• [Page excerpt]:
----

Defunct education institution in Cebu City, Philippines

The Colegio de San Ildefonso was an educational institution run by the Society of Jesus in Cebu City, Philippines in the then Spanish Captaincy General of the Philippines. It was established by the Jesuits in 1595 thus making it the first European-founded educational institution in Asia. In Mexico City, the Jesuits had founded a college with the same name in 1588. The Cebu City college was established by Fr. Antonio Sedeño, Fr. Pedro Chirino, and Antonio Pereira of the Society of Jesus in August 1595. After the expulsion of the Jesuits from Spanish territories in 1767, the buildings and facilities were taken over by the Diocese of Cebu, then by the Congregation of the Mission, and later by the Society of the Divine Word.

The present-day University of San Carlos traces its roots to the Colegio de San Ildefonso. However, this claim is disputed by the Royal and Pontifical University of Santo Tomas, and by several other historians.

----

• [Entries supplied]:
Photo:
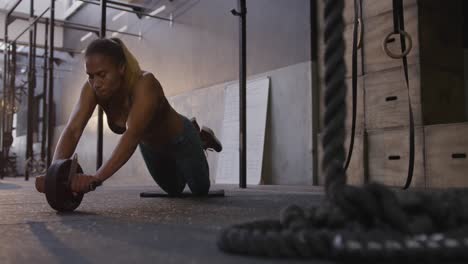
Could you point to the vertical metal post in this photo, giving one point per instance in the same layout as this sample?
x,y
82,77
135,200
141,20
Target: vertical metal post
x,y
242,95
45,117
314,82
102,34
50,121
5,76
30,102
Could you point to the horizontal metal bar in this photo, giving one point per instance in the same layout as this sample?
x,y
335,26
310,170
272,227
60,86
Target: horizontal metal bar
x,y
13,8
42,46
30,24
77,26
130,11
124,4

----

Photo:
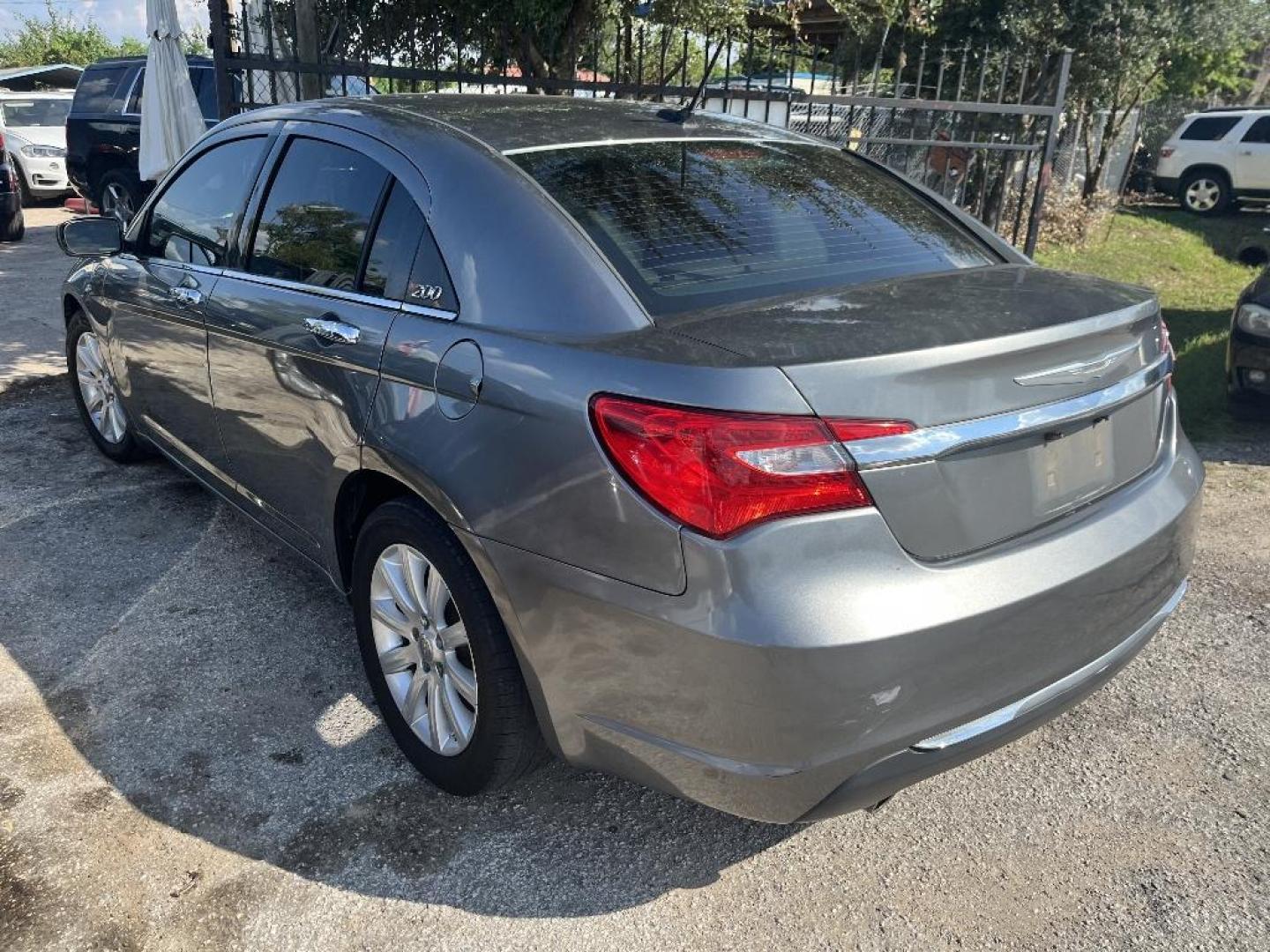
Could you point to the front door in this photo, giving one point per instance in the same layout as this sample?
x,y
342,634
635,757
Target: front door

----

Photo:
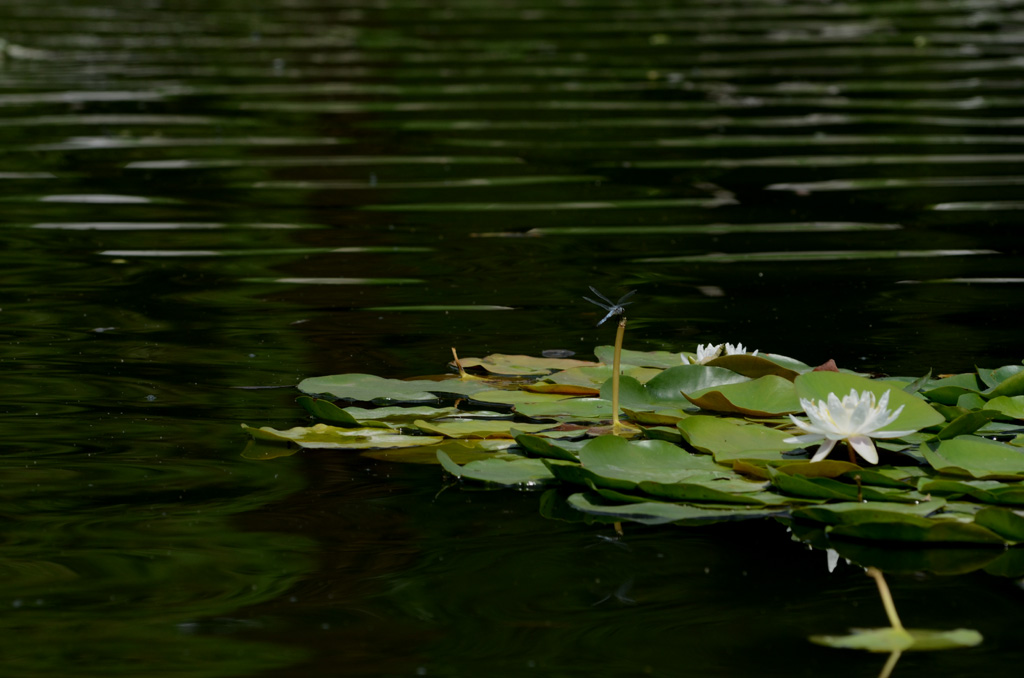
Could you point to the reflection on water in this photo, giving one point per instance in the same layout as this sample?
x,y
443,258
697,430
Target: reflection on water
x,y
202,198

----

• [Work instruction A]: According to the Colegio de San Ildefonso excerpt, in what year did the Jesuits found a college with the same name in Mexico City?
• [Work instruction B]: From the Colegio de San Ildefonso excerpt, pull out the passage starting with "The present-day University" and going on through "several other historians.".
• [Work instruction C]: Please condense the paragraph of the Colegio de San Ildefonso excerpt that begins "The Colegio de San Ildefonso was an educational institution" into a bulleted list that keeps its main facts.

• [Your solution A]: 1588

• [Your solution B]:
The present-day University of San Carlos traces its roots to the Colegio de San Ildefonso. However, this claim is disputed by the Royal and Pontifical University of Santo Tomas, and by several other historians.

• [Your solution C]:
- Educational institution run by the Society of Jesus in Cebu City, Philippines, in the Spanish Captaincy General of the Philippines
- Established by the Jesuits in 1595, making it the first European-founded educational institution in Asia
- A Jesuit college with the same name had been founded in Mexico City in 1588
- Founded in August 1595 by Fr. Antonio Sedeño, Fr. Pedro Chirino, and Antonio Pereira of the Society of Jesus
- After the Jesuits were expelled from Spanish territories in 1767, its buildings and facilities passed to the Diocese of Cebu, then the Congregation of the Mission, and later the Society of the Divine Word